→ WHAT IS REQUIRED:
Gather each line in the entries that includes the string "below".

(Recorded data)
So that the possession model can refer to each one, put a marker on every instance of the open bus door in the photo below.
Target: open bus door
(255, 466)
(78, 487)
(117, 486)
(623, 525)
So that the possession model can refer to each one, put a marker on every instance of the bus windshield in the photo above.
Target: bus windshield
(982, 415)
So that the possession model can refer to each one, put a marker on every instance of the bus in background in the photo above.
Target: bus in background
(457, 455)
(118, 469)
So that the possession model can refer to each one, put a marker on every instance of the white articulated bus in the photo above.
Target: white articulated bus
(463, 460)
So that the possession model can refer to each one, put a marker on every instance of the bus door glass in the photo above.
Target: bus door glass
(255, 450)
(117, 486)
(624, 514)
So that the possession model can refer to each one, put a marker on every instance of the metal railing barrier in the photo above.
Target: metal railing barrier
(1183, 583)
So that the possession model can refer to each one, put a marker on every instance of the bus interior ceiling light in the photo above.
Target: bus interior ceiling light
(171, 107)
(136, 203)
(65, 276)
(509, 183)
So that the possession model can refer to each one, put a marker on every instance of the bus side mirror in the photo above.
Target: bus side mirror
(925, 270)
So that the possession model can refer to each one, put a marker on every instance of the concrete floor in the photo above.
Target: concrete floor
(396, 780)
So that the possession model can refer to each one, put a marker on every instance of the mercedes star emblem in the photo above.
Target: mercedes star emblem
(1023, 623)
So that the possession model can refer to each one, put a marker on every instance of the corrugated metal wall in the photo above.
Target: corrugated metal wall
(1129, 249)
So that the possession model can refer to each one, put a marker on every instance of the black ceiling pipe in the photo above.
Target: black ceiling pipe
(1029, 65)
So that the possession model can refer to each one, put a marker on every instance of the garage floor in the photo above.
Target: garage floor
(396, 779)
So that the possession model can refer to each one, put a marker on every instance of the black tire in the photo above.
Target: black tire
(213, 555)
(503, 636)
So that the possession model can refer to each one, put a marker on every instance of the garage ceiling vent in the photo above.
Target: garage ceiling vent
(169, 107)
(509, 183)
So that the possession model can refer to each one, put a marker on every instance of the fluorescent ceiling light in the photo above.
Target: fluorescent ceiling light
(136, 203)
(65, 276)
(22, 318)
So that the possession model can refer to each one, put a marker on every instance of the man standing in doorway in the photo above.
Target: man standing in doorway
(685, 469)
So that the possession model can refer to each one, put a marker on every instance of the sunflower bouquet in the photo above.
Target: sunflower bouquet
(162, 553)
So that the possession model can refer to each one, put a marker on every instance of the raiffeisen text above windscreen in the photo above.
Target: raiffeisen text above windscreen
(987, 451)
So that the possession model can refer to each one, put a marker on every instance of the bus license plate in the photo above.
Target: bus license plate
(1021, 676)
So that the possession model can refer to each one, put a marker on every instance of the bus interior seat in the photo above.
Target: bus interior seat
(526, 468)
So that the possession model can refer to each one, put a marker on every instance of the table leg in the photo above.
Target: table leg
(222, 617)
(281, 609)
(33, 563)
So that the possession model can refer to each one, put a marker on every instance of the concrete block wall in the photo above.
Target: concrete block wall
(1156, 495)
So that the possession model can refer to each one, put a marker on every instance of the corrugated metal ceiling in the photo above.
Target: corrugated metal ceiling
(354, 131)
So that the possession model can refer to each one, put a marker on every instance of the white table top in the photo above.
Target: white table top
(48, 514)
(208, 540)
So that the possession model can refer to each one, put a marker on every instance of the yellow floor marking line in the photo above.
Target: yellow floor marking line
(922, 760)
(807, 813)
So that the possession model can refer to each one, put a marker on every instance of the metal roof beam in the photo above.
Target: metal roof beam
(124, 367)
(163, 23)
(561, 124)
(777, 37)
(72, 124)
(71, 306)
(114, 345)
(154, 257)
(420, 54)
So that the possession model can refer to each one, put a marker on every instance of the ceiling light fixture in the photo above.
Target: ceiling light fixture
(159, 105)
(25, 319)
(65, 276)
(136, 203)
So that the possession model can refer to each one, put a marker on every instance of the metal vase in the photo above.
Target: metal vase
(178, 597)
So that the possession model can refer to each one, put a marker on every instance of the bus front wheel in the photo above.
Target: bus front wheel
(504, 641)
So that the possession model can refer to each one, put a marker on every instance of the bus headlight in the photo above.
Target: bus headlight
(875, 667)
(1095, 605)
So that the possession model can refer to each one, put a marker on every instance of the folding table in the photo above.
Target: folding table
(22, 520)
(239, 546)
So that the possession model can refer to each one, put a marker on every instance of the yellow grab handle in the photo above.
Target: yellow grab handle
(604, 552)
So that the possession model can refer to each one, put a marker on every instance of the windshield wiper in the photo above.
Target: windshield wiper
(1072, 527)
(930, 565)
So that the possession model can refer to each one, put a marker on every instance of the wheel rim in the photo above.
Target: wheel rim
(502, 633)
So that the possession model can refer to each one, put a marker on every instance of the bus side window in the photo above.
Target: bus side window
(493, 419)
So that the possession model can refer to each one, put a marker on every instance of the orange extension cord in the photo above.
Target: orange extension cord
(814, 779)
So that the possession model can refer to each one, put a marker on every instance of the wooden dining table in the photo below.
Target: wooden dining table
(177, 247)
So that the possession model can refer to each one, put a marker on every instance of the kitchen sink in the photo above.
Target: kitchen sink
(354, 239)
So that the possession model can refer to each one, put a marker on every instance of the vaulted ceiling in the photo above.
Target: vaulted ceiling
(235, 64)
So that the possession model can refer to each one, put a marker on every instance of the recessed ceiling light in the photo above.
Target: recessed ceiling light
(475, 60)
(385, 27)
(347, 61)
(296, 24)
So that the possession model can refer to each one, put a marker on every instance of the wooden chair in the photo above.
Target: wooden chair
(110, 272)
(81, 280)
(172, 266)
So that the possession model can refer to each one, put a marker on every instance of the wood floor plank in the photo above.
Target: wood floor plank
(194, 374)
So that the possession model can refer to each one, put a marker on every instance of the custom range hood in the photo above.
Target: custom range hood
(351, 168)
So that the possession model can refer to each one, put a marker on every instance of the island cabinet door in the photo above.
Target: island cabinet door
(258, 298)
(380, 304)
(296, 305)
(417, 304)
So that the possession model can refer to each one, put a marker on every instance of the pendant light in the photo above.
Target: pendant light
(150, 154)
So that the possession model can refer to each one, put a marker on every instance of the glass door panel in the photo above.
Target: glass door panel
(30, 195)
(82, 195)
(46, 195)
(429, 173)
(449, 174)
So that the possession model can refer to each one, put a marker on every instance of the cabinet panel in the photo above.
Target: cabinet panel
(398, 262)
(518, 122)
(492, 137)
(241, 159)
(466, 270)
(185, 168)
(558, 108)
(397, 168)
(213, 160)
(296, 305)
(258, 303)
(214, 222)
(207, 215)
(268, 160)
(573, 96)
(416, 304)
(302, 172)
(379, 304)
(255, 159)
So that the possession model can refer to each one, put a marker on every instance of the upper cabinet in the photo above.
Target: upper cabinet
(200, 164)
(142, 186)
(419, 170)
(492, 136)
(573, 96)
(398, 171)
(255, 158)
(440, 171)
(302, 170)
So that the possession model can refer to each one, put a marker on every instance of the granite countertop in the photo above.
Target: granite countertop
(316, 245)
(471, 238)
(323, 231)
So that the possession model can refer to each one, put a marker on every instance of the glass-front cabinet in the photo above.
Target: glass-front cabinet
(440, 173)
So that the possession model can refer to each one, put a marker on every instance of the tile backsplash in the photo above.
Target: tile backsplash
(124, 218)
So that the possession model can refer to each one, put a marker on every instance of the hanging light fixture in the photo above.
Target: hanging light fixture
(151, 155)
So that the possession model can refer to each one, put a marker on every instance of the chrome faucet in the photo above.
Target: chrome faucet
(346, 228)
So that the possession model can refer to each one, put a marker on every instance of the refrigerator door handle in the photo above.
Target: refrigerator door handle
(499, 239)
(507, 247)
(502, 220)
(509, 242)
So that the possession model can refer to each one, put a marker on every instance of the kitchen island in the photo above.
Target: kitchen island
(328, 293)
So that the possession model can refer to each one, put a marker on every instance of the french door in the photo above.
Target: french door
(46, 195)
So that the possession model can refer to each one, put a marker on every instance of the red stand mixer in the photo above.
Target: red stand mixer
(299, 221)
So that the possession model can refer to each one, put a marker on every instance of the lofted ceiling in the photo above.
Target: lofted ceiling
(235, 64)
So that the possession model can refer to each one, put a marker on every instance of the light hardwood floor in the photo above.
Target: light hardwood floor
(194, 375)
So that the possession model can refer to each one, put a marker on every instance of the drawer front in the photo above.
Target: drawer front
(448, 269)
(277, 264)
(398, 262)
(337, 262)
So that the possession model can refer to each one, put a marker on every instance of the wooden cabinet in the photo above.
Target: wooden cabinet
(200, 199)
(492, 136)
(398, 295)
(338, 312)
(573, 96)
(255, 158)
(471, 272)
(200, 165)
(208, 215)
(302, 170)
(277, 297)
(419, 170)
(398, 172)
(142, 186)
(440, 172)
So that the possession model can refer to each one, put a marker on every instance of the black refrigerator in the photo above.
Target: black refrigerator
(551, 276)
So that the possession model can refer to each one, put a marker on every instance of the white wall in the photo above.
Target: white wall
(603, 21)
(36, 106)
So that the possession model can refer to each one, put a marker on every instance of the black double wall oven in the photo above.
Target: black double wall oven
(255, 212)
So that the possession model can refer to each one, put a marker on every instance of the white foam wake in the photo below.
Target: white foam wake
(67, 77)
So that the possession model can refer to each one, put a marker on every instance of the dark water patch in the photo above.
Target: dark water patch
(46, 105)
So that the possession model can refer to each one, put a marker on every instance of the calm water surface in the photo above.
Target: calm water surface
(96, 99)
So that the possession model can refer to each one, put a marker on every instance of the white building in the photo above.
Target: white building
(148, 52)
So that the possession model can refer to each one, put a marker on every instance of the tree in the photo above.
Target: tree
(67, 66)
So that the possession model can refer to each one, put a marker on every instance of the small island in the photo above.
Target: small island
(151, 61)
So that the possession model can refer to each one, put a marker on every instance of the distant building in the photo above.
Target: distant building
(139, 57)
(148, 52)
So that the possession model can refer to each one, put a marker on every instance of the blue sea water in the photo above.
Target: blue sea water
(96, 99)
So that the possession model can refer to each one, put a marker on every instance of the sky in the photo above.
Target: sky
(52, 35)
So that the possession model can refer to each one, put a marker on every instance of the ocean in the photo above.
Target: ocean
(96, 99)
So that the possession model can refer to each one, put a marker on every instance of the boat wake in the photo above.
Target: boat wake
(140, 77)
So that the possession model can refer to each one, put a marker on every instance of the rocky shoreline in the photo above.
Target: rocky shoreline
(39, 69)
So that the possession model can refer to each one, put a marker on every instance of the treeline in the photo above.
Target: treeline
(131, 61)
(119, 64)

→ RESULT OF THE EXERCISE:
So that the possession model can refer to each one, put a marker on every instance of the open bus door in the photo below.
So that the possession model can refer to each one, put a marker on every instance of the wooden dining table in the photo below.
So that the possession model can refer to each one, put a marker on every instance of the white foam wake in the photo below.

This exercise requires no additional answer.